● **PROVIDED DATA**:
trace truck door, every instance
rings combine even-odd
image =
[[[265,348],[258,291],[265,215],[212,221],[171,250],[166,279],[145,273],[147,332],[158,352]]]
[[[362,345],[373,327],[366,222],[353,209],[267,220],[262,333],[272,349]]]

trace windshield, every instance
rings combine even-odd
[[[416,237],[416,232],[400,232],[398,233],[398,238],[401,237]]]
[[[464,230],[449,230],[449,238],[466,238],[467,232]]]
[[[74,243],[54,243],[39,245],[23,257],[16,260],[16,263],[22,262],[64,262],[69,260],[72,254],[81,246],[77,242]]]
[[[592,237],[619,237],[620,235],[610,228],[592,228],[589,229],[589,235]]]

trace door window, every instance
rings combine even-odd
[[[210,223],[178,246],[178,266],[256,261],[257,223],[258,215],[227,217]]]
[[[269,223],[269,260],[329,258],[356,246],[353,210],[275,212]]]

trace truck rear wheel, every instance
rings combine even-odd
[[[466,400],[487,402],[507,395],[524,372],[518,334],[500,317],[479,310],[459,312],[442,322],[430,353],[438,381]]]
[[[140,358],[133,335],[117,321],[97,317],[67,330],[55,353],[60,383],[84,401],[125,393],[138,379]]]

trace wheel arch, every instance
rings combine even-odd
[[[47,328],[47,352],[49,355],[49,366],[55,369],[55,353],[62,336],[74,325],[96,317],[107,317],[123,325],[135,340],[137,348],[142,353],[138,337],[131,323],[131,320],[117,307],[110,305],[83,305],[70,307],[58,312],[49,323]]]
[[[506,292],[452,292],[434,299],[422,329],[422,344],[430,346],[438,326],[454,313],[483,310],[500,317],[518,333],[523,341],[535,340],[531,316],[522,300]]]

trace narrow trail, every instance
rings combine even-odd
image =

● **TASK DESCRIPTION**:
Restate the listing in full, preserving every word.

● **ANSWER TO THIS PROBLEM**:
trace truck door, every instance
rings combine even-odd
image =
[[[265,348],[258,291],[265,215],[212,221],[171,250],[166,279],[145,273],[147,332],[158,352]]]
[[[362,345],[373,327],[366,222],[353,209],[267,220],[262,333],[272,349]]]

trace windshield, every instance
rings combine even-odd
[[[416,237],[416,232],[400,232],[398,233],[398,238],[401,237]]]
[[[464,230],[449,230],[449,238],[466,238],[467,232]]]
[[[74,243],[54,243],[39,245],[23,257],[16,260],[16,263],[22,262],[64,262],[69,260],[72,254],[81,246],[77,242]]]
[[[592,237],[619,237],[620,235],[610,228],[592,228],[589,229],[589,235]]]

trace door window, every instance
rings combine even-odd
[[[210,223],[178,246],[178,266],[256,261],[257,223],[258,215],[227,217]]]
[[[269,223],[269,260],[329,258],[356,246],[353,210],[275,212]]]

trace truck rear wheel, every instance
rings combine even-odd
[[[466,400],[487,402],[507,395],[524,372],[518,334],[500,317],[479,310],[459,312],[442,322],[430,353],[438,381]]]
[[[140,358],[133,335],[117,321],[97,317],[67,330],[55,353],[60,383],[84,401],[125,393],[138,379]]]

trace wheel arch, every instance
rings combine even-odd
[[[47,328],[47,352],[49,355],[49,366],[55,369],[55,353],[62,336],[74,325],[96,317],[107,317],[123,325],[135,340],[137,348],[142,353],[138,337],[131,323],[131,320],[117,307],[110,305],[83,305],[70,307],[58,312],[49,323]]]
[[[506,292],[452,292],[434,299],[422,329],[422,344],[430,346],[438,326],[454,313],[483,310],[500,317],[518,333],[523,341],[535,340],[531,316],[522,300]]]

trace narrow trail, every instance
rings combine even-odd
image =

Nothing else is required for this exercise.